▶ _Fragmento del documento_:
####

Resta por determinar, sin embargo, qué han de considerarse bienes de primera necesidad y si los empleados de Carrefour o del ultramarinos de la esquina están obligados, bajo sanción, a controlar si los clientes que no dispongan de tarjeta verde (como si la infamia tuviese un color) han comprado unas galletas con o sin chocolate, en la medida en que un ser humano puede vivir perfectamente sin comer cacao.

Lo que es evidente es que el alcohol queda descartado. Si usted no se vacuna dos, tres, cuatro y, si es preciso, quinientas veces, ya puede ir despidiéndose de su copa de vino vespertina que, desde siempre, acompañaba a sus gnocchi gorgonzola.

Italia, el país de Da Vinci, de Ludovico Ariosto y del Renacimiento, del resurgir de los valores de la cultura grecolatina y de la contemplación libre de la naturaleza, se ha convertido, por obra de unos políticos autoritarios y desconocedores de los valores esenciales del ser humano, en un infierno para todo aquel que ose pensar de manera distinta, para todo aquel que se niegue a obedecer ciegamente los delirios de grandeza de unos sujetos viles y desalmados que, lejos de legislar en pos del bien común, lo hacen para satisfacer las exigencias de multinacionales cuyos intereses se resumen en ganar más y más dinero a costa de todos nosotros.

Y es que Draghi y su séquito de polichinelas han prohibido incluso a los ancianos no inoculados, a los pensionistas italianos, entrar en las oficinas de correos y en los bancos para retirar su pensión de jubilación. Es indiferente que el jubilado en cuestión no se haya vacunado porque no ha querido o porque, por motivos de salud, no ha podido. A Draghi no le importa. Si esta medida le sirve para ahorrarse algunos eurillos de la caja pública de pensiones, mucho mejor.

Pero es que aún hay más. Los no vacunados tampoco podrán utilizar el transporte público. Ni los autobuses, ni los trenes, ni los aviones, ni los barcos. Si quieren desplazarse, habrán de hacerlo en su vehículo particular. Si no lo tienen porque sus ingresos no se lo permiten, lástima, peor para ellos. Que hubieran nacido en una familia con más dinero, como Draghi, hijo de un rico banquero, que nunca ha tenido que preocuparse por el precio de los tomates, de la luz o de la gasolina.

####

▶ _Datos del ejercicio_:
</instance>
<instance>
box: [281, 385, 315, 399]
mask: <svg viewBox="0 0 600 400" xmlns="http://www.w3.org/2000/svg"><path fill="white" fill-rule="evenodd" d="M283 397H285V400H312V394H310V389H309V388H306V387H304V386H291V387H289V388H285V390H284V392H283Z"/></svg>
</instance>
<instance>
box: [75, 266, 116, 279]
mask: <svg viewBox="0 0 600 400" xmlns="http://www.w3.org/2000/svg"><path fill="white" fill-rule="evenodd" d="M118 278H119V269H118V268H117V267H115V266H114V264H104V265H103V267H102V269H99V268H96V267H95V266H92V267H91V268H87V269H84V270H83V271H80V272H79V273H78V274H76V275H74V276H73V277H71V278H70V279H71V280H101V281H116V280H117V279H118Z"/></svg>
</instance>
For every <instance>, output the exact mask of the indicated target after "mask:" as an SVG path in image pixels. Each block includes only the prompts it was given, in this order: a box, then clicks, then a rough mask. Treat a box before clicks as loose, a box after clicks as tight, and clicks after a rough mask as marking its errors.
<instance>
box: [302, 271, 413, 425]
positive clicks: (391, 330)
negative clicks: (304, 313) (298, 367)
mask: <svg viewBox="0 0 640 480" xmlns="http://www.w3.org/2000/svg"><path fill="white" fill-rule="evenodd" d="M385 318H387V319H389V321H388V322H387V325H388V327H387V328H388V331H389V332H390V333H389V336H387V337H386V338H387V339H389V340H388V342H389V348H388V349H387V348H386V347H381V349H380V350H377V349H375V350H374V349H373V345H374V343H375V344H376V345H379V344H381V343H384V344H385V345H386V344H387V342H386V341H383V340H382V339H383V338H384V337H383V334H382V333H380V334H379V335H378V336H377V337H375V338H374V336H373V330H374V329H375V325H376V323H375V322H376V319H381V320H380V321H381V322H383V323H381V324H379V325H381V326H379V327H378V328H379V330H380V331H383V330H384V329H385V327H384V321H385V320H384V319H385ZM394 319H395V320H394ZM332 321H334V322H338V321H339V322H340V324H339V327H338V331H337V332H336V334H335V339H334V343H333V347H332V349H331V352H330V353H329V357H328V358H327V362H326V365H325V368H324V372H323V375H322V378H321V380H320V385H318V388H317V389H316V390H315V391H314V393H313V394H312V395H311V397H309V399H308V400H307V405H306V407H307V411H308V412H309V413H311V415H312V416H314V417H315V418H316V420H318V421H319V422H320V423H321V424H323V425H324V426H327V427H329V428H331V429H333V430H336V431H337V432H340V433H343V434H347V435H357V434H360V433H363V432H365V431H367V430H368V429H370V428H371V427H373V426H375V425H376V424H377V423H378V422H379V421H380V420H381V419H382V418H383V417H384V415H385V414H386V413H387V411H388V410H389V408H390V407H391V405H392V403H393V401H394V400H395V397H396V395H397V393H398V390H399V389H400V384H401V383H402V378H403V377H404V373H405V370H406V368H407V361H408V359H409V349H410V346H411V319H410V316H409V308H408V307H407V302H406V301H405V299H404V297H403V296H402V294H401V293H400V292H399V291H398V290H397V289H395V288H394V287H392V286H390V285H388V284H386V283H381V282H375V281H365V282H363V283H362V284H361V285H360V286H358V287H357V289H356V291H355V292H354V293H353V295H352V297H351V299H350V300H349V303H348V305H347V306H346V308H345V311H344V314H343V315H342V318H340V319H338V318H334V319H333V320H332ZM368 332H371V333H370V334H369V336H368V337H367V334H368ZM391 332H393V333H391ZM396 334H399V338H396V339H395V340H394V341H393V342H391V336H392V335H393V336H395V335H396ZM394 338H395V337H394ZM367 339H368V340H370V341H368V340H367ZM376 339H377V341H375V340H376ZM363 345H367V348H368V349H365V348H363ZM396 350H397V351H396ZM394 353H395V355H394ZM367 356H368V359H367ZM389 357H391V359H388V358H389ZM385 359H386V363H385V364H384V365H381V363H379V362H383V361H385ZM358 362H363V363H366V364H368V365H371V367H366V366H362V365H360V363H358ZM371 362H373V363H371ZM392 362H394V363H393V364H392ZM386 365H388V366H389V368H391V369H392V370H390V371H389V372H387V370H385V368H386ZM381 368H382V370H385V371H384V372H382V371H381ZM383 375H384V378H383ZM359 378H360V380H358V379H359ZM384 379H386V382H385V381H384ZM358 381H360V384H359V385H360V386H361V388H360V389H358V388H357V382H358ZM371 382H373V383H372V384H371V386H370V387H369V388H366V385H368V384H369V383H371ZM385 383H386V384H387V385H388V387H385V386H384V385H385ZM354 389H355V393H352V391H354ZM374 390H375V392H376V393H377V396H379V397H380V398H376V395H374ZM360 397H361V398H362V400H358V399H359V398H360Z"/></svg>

####

▶ _Tarea A_:
Devuelve todas las líneas de los registros que contengan la cadena "clicks".
▶ _Tarea B_:
Continúa el artículo sobre las restricciones a los no vacunados en Italia a partir de su última oración.

▶ _Resultado A_:
For every <instance>, output the exact mask of the indicated target after "mask:" as an SVG path in image pixels. Each block includes only the prompts it was given, in this order: a box, then clicks, then a rough mask. Treat a box before clicks as loose, a box after clicks as tight, and clicks after a rough mask as marking its errors.
positive clicks: (391, 330)
negative clicks: (304, 313) (298, 367)

▶ _Resultado B_:
¿Qué será lo siguiente? Una pregunta que, aunque pueda parecer retórica, avanza una respuesta que me infunde pavor. Porque, una vez que se pierde un derecho fundamental o su vigencia se reduce de tal modo que se convierte en impracticable, la Historia nos ha enseñado que recuperarlo implica un esfuerzo titánico. Y aquí no sólo se ha vulnerado un derecho, sino muchos. La libertad, en varias de sus manifestaciones; la igualdad, en su vertiente de no discriminación por motivos de salud; la intimidad, puesto que nadie puede ser obligado a declarar sobre su estado de salud; el derecho de reunión, habida cuenta la limitación del número de personas que pueden citarse en el espacio público (diez no contagian, pero once sí).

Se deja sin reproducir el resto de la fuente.